Print each record below precisely, with every picture left out of the copy.

»»

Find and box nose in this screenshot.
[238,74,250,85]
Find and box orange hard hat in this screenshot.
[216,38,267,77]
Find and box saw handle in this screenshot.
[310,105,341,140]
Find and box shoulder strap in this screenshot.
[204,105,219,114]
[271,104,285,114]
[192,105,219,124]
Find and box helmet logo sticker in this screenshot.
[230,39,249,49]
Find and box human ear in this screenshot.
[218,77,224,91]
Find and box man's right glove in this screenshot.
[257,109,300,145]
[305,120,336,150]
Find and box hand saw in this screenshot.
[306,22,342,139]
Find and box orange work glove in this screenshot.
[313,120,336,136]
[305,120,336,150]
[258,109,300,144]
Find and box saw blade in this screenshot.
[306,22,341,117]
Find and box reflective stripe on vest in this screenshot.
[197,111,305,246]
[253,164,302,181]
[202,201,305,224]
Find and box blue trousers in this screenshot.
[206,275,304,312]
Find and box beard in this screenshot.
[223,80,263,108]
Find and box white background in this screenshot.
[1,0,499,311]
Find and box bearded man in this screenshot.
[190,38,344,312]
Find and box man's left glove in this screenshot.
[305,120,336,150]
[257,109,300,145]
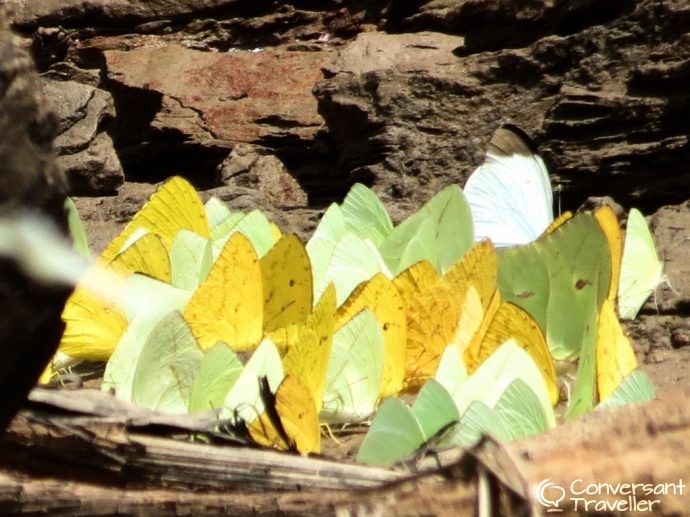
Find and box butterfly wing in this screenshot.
[183,232,263,351]
[260,234,313,332]
[101,176,210,261]
[336,274,406,397]
[465,126,553,247]
[617,208,664,319]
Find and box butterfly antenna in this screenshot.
[320,422,342,445]
[554,182,563,216]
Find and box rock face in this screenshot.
[0,17,71,430]
[316,0,690,213]
[103,44,332,147]
[42,78,123,194]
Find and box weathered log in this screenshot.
[0,387,687,514]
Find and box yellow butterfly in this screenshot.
[270,284,336,411]
[100,176,210,263]
[444,239,497,309]
[392,260,440,307]
[596,298,636,401]
[402,241,496,390]
[336,274,406,397]
[183,232,263,351]
[593,205,622,304]
[248,375,321,454]
[59,279,128,361]
[463,292,559,406]
[542,211,573,236]
[260,234,313,333]
[106,232,171,283]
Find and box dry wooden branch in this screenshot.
[0,387,688,514]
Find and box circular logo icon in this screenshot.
[536,479,566,512]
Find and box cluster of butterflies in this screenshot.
[46,125,663,465]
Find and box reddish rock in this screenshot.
[104,44,335,147]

««

Answer box »
Find and box nose in this screenshot.
[238,74,250,85]
Find and box orange hard hat in this screenshot.
[216,38,267,77]
Find and box saw handle in this screenshot.
[310,105,341,140]
Find and box shoulder strap in this screenshot.
[204,105,219,114]
[271,104,285,114]
[192,105,219,124]
Find and box helmet logo sticker in this screenshot.
[230,39,249,49]
Find and box human ear in this screenshot.
[218,77,224,91]
Find and box man's right glove in this screenshot.
[257,109,300,145]
[305,120,336,150]
Find and box hand saw in this screenshot.
[306,22,342,139]
Find and box orange work glove in this screenshot.
[313,120,336,136]
[305,120,336,150]
[258,109,300,144]
Find and box saw blade in this screenshot.
[306,22,341,117]
Find and box reflective stripe on vest in this screenshot.
[197,111,305,246]
[253,164,302,181]
[202,201,305,224]
Find and box blue trousers in this screenshot.
[206,275,304,312]
Find and box beard in this screenshot.
[223,80,263,108]
Find and box white background in this screenshot.
[1,0,499,311]
Find and box bearded man in this screenshot.
[190,38,344,312]
Find and box man's left glove in this screenshot.
[305,120,336,150]
[257,109,300,145]
Find and box butterfly wing in this screenshot.
[183,232,263,351]
[260,234,313,332]
[101,176,210,261]
[336,274,406,397]
[465,126,553,247]
[617,208,664,319]
Find and box butterfly antenna in this screenshot.
[320,422,342,445]
[554,182,563,216]
Find and box rock face in this screenshot.
[0,17,71,430]
[316,0,690,213]
[103,44,332,147]
[42,78,123,194]
Find and box weathered log in this screenshot.
[0,387,687,514]
Find and box yellow butterfly in this screenshot.
[270,284,336,411]
[100,176,210,263]
[444,239,497,309]
[392,260,440,307]
[596,298,636,401]
[402,241,496,390]
[336,274,406,397]
[183,232,263,351]
[593,205,622,304]
[248,375,321,454]
[59,279,128,361]
[463,292,559,406]
[542,211,573,236]
[260,234,313,333]
[106,232,171,283]
Find and box dry wooden branch in this screenshot.
[0,387,688,514]
Find and box circular logo icon in this screenshot.
[536,479,566,512]
Find and box cluster of butterflies in this screenshot.
[46,125,663,465]
Find and box reddish rock in this screenshot.
[104,44,335,147]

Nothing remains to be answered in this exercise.